#### WHAT THIS TASK INVOLVES
Would you please return all of the entries below exactly as shown?

#### WORKING DATA
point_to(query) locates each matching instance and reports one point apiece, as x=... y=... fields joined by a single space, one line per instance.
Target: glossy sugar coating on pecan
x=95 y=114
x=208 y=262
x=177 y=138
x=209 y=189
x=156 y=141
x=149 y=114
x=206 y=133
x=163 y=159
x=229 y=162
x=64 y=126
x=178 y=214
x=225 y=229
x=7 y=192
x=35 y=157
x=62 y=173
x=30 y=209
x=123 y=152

#### SOLUTION TO THE PROBLEM
point_to(query) locates each matching instance and reports one point apiece, as x=... y=... fields joined by a single space, one line per instance.
Target: glossy sugar coating on pecan
x=95 y=114
x=208 y=262
x=177 y=138
x=209 y=189
x=156 y=141
x=149 y=114
x=206 y=133
x=163 y=159
x=229 y=162
x=64 y=126
x=178 y=214
x=225 y=229
x=7 y=192
x=35 y=157
x=62 y=173
x=30 y=209
x=123 y=152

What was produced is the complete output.